Tarea asignada: Reproduce íntegro, sin ningún cambio, el hilo sobre la expresión «No hay moros en la costa».

+++ Fragmento de texto +++

# No hay moros en la costa



## Dorothea

any ideas?


----------



## Rod García

"when there's nobody around", o simplemente "nobody around", o "nobody's looking", creo que alguno sirve no¿?.


----------



## Dorothea

yeah, thank you. I wonder if there is a similar expression in English... nobody's around could fit


----------



## cirrus

How about when the coast is clear?


----------



## Fernando

Is it also a set phrase in English?


----------



## cirrus

If you mean about the coast being clear, yes it is.


----------



## Dorothea

Interesting! thanks!


----------



## Fernando

cirrus said:
			
		

> If you mean about the coast being clear, yes it is.



The Spanish term is not specifically about the coast. You can use in the middle of Madrid. It means "There is no danger".


----------



## mariovargas

"the coast is clear"


----------



## gotitadeleche

Fernando said:
			
		

> The Spanish term is not specifically about the coast. You can use in the middle of Madrid. It means "There is no danger".



We use the coast is clear in the same way. It doesn't have to be near the coast. It can even be inside a house or building.

+++ Registros extraídos +++

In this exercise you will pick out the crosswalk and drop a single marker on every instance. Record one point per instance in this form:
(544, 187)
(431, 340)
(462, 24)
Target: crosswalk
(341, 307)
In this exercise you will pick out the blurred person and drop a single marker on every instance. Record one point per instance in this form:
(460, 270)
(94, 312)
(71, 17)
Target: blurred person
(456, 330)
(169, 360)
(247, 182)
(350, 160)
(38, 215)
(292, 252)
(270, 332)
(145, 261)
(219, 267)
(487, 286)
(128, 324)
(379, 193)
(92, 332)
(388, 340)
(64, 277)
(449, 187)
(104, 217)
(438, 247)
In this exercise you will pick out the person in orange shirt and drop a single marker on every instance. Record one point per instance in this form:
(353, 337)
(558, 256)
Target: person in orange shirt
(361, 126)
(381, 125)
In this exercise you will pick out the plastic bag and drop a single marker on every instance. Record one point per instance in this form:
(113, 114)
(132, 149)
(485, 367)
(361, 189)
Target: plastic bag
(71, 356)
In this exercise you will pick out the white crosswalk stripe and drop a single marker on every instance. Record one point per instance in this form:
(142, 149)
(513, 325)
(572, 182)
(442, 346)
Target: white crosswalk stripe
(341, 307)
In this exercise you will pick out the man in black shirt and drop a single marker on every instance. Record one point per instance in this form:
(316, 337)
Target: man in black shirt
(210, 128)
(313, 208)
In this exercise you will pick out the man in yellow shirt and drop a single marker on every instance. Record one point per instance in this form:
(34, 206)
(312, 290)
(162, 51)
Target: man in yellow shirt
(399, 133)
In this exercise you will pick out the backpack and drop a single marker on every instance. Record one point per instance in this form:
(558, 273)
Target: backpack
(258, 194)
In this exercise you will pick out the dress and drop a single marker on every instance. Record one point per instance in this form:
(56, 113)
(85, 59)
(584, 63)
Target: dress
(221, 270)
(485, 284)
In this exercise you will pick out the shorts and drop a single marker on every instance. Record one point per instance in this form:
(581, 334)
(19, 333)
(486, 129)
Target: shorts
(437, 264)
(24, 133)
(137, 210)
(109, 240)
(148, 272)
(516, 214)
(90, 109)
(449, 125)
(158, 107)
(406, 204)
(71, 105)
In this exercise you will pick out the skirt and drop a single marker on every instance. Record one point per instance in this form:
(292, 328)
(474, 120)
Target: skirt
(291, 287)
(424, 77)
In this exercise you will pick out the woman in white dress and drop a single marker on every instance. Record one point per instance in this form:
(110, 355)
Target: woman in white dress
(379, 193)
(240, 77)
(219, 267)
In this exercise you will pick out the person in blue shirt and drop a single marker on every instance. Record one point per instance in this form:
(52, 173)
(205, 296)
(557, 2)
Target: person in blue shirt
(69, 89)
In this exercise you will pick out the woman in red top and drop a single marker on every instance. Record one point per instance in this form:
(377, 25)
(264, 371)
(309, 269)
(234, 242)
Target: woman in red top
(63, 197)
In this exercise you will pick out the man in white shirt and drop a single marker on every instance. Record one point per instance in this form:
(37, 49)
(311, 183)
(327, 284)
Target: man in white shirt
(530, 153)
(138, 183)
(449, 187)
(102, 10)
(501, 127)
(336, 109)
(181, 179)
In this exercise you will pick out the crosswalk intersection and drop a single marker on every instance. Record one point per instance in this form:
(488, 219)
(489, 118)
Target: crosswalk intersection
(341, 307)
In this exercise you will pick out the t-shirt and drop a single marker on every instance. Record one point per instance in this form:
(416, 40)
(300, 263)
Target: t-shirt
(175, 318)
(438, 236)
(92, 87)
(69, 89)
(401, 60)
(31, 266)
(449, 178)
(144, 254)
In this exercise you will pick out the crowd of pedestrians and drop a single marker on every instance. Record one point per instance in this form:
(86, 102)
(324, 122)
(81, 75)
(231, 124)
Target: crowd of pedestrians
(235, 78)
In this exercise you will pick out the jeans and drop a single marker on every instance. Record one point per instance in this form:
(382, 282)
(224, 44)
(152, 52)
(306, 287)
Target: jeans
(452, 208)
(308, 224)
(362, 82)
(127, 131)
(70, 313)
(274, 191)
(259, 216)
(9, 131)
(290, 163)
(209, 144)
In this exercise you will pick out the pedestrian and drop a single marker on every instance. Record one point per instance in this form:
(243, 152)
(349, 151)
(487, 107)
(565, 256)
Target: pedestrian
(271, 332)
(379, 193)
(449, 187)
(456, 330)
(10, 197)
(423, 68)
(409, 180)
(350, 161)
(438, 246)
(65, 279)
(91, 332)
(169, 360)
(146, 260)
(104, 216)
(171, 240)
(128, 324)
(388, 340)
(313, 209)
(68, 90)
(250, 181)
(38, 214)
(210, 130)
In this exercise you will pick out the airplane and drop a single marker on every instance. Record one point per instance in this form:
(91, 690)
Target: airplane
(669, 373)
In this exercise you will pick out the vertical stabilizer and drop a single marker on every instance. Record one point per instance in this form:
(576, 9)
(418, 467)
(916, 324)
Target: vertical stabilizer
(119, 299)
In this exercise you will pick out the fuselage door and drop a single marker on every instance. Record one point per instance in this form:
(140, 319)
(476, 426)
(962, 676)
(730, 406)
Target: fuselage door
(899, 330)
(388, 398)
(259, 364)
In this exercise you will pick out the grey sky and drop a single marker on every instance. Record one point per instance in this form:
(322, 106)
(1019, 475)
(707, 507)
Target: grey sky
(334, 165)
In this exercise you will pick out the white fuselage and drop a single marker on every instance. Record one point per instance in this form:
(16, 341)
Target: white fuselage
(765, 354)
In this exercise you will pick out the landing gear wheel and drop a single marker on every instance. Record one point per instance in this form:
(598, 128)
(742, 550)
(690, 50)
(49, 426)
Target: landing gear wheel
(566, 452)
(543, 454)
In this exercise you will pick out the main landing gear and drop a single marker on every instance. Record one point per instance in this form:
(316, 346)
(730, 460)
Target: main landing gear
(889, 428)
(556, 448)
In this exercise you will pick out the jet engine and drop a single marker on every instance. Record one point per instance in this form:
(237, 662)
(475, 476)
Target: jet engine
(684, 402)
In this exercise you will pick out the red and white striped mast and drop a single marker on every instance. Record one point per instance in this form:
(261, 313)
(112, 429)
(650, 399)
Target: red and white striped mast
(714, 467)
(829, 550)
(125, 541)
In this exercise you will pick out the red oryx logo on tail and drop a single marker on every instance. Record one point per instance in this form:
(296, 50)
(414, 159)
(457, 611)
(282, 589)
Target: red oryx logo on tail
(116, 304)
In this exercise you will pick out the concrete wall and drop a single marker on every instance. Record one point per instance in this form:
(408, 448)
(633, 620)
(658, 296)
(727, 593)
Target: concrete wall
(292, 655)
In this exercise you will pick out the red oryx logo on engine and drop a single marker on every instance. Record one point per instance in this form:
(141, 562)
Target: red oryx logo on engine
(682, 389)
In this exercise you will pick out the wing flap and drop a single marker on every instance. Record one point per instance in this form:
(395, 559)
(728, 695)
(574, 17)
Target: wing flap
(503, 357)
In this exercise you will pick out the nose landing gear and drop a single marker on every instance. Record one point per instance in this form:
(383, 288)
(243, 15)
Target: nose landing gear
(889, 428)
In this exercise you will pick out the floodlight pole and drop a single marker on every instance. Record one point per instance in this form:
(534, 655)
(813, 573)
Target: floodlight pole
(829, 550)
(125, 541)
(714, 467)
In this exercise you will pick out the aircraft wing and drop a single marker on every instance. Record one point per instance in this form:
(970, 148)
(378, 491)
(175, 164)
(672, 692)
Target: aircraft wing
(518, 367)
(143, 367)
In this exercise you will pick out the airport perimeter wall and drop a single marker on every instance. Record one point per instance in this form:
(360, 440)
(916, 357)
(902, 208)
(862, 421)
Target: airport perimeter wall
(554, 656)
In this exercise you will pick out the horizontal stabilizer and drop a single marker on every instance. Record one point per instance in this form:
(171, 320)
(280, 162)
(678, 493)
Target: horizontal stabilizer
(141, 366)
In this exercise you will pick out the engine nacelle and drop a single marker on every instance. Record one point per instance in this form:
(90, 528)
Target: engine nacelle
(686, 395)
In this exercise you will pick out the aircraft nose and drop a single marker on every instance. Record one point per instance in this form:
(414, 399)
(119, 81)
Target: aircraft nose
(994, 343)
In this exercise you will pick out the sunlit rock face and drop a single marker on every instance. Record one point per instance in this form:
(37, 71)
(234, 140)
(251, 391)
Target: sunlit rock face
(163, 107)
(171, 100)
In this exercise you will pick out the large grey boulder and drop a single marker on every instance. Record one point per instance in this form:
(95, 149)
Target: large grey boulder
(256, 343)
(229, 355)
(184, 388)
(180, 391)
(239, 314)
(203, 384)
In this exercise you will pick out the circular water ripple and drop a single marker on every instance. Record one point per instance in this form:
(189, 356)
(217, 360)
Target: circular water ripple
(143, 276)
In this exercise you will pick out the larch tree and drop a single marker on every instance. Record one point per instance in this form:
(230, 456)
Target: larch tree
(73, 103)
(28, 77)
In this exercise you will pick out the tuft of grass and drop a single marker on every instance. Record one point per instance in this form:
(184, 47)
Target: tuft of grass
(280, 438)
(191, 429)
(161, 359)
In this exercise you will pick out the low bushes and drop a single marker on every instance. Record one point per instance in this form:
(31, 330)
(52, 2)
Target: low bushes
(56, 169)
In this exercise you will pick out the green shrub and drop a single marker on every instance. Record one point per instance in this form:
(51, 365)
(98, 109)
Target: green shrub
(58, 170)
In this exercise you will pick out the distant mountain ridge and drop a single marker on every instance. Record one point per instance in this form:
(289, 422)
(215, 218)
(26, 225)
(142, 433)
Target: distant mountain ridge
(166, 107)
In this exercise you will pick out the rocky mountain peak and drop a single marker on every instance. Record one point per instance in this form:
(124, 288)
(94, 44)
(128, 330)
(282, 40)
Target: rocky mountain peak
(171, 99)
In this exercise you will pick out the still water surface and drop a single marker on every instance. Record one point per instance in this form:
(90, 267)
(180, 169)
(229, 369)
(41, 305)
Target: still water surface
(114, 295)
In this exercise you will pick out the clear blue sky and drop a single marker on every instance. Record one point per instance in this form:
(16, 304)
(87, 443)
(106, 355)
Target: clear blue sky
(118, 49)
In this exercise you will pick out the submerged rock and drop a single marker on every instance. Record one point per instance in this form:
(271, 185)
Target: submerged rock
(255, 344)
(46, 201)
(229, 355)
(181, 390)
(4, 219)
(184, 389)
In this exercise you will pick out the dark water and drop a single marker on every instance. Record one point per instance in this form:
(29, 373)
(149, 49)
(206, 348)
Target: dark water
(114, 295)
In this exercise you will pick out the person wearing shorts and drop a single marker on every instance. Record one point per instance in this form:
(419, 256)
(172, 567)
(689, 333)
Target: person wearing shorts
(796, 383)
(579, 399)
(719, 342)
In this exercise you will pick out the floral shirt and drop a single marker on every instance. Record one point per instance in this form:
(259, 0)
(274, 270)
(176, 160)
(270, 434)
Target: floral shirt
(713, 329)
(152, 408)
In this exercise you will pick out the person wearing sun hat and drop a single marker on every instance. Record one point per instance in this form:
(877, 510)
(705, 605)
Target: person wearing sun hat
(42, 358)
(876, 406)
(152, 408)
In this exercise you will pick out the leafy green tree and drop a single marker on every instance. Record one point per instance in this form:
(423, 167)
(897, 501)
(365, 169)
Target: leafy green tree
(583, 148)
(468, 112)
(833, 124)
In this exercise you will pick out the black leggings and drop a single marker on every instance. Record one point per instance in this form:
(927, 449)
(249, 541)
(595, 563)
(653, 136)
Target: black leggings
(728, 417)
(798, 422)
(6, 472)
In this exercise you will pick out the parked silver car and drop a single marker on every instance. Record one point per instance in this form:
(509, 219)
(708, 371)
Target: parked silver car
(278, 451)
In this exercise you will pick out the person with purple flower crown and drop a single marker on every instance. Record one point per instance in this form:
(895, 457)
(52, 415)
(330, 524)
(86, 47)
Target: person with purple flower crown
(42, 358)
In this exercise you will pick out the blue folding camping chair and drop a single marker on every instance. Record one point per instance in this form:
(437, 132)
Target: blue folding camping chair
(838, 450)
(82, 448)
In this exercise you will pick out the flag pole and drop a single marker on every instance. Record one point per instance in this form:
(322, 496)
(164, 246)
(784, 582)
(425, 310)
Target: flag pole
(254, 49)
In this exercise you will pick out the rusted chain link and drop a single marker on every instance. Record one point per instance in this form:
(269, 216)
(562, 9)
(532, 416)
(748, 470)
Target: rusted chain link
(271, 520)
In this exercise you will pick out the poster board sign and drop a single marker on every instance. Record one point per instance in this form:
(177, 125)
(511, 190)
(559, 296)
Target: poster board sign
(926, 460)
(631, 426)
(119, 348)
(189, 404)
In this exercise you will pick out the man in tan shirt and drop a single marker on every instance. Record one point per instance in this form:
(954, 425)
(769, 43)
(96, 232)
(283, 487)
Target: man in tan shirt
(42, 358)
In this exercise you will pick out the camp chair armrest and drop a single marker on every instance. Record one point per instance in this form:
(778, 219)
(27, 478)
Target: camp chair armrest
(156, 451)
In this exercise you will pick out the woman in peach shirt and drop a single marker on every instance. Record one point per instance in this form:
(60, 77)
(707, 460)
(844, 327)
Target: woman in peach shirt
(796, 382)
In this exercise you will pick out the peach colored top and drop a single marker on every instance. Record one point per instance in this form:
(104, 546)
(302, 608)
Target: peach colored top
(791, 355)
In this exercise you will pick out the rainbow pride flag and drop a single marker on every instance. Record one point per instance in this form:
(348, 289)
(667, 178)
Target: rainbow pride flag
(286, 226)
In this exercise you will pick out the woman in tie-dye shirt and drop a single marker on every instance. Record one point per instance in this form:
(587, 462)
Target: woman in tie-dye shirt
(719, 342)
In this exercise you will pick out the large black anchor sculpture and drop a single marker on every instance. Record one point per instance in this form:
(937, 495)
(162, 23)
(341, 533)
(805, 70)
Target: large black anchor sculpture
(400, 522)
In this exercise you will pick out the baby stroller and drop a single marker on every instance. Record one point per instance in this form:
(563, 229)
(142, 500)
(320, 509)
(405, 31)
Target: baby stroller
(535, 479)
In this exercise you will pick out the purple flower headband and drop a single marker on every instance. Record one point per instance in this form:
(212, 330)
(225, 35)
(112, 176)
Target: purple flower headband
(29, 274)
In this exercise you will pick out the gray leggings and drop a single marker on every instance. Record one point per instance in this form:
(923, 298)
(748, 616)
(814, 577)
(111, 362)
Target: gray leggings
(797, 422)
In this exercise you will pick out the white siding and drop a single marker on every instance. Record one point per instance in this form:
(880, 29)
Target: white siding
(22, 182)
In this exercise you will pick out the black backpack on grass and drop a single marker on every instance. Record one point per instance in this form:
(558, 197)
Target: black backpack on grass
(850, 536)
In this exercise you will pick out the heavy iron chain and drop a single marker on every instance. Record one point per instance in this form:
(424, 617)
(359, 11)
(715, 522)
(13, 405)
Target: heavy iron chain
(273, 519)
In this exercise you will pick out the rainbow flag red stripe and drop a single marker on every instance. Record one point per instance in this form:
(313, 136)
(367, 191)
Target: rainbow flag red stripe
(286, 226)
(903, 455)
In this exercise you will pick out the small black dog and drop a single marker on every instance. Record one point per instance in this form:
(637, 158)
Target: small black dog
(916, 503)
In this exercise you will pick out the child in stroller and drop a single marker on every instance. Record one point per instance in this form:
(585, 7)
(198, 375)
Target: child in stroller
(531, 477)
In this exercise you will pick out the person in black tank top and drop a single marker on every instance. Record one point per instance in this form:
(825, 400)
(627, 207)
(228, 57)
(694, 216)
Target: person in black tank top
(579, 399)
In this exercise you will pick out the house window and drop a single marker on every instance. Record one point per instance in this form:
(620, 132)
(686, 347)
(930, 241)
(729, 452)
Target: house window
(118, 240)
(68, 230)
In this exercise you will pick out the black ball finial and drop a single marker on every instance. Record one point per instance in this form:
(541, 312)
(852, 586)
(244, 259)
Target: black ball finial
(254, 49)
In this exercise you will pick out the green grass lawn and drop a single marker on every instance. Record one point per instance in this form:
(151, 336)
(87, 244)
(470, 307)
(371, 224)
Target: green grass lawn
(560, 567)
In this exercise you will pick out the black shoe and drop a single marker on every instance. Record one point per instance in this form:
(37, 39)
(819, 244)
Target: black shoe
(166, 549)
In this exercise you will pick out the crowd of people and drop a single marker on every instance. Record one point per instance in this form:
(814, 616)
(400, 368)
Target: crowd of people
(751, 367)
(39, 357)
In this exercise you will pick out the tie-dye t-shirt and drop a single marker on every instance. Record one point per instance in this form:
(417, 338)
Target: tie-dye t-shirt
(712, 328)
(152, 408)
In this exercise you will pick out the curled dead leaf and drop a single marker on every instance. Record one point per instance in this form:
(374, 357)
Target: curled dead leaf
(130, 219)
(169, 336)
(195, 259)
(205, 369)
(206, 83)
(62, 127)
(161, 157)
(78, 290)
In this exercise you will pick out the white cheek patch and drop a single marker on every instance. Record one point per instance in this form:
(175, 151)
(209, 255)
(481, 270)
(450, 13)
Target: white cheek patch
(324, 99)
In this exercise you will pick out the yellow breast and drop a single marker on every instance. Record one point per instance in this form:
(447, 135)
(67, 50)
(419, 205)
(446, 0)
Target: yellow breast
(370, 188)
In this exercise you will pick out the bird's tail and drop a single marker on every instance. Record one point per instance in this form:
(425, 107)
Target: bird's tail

+++

Tarea resuelta:
# No hay moros en la costa



## Dorothea

any ideas?


----------



## Rod García

"when there's nobody around", o simplemente "nobody around", o "nobody's looking", creo que alguno sirve no¿?.


----------



## Dorothea

yeah, thank you. I wonder if there is a similar expression in English... nobody's around could fit


----------



## cirrus

How about when the coast is clear?


----------



## Fernando

Is it also a set phrase in English?


----------



## cirrus

If you mean about the coast being clear, yes it is.


----------



## Dorothea

Interesting! thanks!


----------



## Fernando

cirrus said:
			
		

> If you mean about the coast being clear, yes it is.



The Spanish term is not specifically about the coast. You can use in the middle of Madrid. It means "There is no danger".


----------



## mariovargas

"the coast is clear"


----------



## gotitadeleche

Fernando said:
			
		

> The Spanish term is not specifically about the coast. You can use in the middle of Madrid. It means "There is no danger".



We use the coast is clear in the same way. It doesn't have to be near the coast. It can even be inside a house or building.